== Source data

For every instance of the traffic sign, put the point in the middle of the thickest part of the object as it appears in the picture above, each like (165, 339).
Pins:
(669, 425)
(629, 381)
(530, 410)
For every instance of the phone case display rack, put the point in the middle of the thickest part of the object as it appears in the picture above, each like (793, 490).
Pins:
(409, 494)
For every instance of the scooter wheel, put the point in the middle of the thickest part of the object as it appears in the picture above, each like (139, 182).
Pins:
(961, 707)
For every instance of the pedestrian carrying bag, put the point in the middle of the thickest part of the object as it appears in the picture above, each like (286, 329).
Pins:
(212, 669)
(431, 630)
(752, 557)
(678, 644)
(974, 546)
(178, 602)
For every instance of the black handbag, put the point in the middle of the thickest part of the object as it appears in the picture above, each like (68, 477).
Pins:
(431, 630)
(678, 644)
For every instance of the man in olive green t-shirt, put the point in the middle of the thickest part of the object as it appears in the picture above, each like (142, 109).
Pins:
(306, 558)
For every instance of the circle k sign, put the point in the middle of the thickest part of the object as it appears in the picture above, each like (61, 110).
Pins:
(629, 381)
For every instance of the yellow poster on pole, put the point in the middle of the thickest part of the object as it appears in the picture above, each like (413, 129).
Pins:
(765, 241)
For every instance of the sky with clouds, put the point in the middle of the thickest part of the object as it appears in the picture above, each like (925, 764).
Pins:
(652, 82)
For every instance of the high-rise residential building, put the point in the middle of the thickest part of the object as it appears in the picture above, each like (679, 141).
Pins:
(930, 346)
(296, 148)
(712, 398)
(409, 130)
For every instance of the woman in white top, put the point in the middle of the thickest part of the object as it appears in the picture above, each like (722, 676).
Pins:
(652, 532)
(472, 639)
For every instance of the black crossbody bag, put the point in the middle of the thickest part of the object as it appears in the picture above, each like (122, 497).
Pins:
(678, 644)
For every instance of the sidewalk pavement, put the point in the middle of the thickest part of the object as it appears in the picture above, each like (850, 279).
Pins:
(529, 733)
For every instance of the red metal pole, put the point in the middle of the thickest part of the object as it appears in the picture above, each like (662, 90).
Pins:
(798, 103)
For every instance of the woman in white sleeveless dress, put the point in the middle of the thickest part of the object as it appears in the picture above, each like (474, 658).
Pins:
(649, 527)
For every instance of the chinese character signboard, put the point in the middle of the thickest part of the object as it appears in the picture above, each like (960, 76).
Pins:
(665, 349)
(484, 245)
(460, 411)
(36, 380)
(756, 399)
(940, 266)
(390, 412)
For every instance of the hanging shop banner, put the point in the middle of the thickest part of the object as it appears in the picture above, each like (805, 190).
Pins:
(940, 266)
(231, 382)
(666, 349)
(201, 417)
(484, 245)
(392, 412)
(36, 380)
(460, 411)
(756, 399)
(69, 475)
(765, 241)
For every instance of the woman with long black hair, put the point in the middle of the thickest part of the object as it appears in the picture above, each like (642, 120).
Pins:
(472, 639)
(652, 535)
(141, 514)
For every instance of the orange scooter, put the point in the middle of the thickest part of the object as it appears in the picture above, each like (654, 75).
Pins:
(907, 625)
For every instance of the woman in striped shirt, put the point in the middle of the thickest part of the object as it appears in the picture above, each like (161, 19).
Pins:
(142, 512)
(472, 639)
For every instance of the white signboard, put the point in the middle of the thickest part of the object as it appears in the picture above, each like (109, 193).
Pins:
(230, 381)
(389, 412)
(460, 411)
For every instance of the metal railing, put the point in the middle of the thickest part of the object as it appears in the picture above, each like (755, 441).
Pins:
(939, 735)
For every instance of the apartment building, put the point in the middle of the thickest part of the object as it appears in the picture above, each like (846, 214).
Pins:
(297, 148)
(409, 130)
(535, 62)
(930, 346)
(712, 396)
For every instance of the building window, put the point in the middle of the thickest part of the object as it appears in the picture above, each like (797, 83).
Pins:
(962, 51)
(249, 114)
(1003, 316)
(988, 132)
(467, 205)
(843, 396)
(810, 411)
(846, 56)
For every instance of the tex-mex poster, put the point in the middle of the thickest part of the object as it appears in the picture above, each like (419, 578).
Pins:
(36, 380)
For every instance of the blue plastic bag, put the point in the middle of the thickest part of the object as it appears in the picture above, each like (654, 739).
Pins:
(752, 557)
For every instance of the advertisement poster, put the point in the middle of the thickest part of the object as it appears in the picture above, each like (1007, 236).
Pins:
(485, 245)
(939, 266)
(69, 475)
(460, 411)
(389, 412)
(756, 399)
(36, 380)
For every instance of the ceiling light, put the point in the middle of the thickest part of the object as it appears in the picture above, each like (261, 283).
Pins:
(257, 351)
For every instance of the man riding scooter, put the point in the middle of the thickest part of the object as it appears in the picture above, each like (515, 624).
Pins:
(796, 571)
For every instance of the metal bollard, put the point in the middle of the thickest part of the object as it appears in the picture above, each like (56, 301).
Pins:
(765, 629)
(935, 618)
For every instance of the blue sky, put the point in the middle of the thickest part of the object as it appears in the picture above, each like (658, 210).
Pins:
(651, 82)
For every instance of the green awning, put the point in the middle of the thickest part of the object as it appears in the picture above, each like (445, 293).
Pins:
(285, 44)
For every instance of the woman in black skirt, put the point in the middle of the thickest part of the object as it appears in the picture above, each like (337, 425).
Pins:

====

◆ **Task brief**: Output the lines of the records above exactly as they appear, from the line containing "For every instance of the hanging" through the line containing "For every instance of the woman with".

◆ **Answer**:
For every instance of the hanging shop banner, put the point in the middle of the thickest part of the object as it appears in the picture above, each like (805, 190).
Pins:
(940, 266)
(231, 382)
(666, 349)
(201, 417)
(484, 245)
(392, 412)
(36, 380)
(460, 411)
(756, 399)
(69, 475)
(765, 241)
For every instance of the woman with long black hair, put the point in the middle of the thickest part of the object as it appears in the picture above, each like (642, 120).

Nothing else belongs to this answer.